**Selected extract**
::::::::::
IMPORTANT: Shortly after the MAIN PROGRAM section begins executing, a BROWSE button will appear below the active cell to allow you to upload single file of input data from your loacal machine to Colab.

**Note that Colab will just sit there and not do anything until you have entered a path to a test file of URLs or a ZIP file of images on your local machine.** [Click here to scroll down to the "Browser" button.](#scrollTo=5zSjfTXvIv2q&line=1&uniqifier=1)

You may choose between 2 options:
* A TEXT file (\*.txt) containing URLs for images to be scanned. One URL per line. (This is the most efficient option.)
* A ZIP file (\*.zip) containing images to be scanned.


Test data are available in a companion GitHub repository at https://github.com/aubreymoore/crb-damage-detector-colab. To use the test data, download it to your local computer it as a [ZIP file](https://github.com/aubreymoore/crb-damage-detector-colab/archive/refs/heads/main.zip) and unzip it. If you have **git** installed, you can clone the repo as an alternative. The TEXT file or ZIP file to be uploaded to Colab will be found in the repository's **data** folder.

To scan images, select **Runtime | Run all** on the main menu.
Results will be in a temporary OUTPUT folder which you can access using the **File browser** in the left Colab panel.
::::::::::
**Extracted records**
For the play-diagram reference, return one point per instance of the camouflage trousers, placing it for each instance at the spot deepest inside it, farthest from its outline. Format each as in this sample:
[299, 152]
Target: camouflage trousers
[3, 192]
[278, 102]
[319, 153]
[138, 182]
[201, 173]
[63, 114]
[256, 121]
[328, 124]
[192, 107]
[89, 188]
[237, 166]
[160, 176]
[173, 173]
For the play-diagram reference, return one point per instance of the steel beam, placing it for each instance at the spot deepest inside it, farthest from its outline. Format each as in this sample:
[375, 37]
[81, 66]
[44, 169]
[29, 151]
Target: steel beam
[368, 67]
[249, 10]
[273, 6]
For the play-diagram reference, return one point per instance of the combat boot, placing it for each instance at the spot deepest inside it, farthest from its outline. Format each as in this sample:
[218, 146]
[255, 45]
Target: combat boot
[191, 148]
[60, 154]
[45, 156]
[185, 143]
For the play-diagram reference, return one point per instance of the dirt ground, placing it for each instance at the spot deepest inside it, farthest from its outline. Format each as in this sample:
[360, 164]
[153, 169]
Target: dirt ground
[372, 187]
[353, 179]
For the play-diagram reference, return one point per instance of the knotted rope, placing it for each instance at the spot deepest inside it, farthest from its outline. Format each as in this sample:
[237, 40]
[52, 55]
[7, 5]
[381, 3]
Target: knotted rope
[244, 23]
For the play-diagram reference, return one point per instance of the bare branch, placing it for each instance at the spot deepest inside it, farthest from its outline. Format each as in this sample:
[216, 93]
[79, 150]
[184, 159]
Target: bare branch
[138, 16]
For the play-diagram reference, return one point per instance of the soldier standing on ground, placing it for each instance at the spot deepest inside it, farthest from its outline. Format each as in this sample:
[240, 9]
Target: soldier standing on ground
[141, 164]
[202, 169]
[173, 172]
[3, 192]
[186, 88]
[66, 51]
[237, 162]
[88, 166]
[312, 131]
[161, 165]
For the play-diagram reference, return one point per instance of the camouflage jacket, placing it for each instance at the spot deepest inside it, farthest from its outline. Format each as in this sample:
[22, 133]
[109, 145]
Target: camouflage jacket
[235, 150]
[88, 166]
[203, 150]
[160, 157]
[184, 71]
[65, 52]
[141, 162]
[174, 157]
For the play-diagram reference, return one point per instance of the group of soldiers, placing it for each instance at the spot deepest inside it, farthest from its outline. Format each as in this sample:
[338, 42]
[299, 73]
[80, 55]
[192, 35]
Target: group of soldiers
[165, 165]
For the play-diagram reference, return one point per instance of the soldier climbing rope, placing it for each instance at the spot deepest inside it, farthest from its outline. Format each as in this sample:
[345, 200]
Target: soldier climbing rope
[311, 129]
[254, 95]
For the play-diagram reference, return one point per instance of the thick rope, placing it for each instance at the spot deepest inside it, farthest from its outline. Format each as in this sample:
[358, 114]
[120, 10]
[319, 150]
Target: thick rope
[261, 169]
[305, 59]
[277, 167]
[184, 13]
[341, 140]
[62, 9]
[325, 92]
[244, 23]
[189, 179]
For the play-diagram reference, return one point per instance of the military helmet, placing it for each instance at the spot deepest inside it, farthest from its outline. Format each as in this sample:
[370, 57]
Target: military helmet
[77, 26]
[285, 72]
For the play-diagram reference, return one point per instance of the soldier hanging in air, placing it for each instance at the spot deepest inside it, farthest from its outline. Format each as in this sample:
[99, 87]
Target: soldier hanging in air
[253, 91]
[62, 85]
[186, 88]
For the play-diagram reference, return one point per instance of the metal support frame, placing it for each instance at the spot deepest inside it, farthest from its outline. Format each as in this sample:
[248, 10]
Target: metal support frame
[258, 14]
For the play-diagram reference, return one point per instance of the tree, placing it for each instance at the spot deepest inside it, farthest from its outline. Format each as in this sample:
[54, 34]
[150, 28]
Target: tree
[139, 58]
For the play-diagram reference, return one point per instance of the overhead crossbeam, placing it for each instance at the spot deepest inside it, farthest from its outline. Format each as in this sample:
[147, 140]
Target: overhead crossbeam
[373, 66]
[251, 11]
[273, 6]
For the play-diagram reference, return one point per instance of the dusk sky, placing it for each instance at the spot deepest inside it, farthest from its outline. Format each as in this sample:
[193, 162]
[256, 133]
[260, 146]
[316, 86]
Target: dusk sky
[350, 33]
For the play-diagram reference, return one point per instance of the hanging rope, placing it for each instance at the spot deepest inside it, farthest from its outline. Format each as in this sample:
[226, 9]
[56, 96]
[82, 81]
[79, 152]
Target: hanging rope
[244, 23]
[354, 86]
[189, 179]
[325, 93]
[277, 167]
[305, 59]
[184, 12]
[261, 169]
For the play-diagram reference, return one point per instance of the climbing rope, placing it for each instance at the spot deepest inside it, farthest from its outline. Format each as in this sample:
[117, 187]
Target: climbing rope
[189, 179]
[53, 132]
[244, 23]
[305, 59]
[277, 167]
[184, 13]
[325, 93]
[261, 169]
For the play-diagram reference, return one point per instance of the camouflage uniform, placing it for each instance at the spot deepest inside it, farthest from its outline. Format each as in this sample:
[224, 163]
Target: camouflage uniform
::::::::::
**Tasks to perform**
A. Echo the part of the Colab instructions starting with "Test data are" and going on through "the main menu.".
B. Decide whether each statement agrees with the Colab instructions. Answer yes or no and quote the words that settle it. (i) Of the two upload options, the text file of URLs is the most efficient. (ii) Scan results are saved to the companion GitHub repository. (iii) The BROWSE button appears before the MAIN PROGRAM section begins executing.
The entries have no connection to the Colab instructions.

**Correct answers**
A.
Test data are available in a companion GitHub repository at https://github.com/aubreymoore/crb-damage-detector-colab. To use the test data, download it to your local computer it as a [ZIP file](https://github.com/aubreymoore/crb-damage-detector-colab/archive/refs/heads/main.zip) and unzip it. If you have **git** installed, you can clone the repo as an alternative. The TEXT file or ZIP file to be uploaded to Colab will be found in the repository's **data** folder.

To scan images, select **Runtime | Run all** on the main menu.

B.
(i) Yes: "(This is the most efficient option.)"
(ii) No: "Results will be in a temporary OUTPUT folder"
(iii) No: "Shortly after the MAIN PROGRAM section begins executing, a BROWSE button will appear"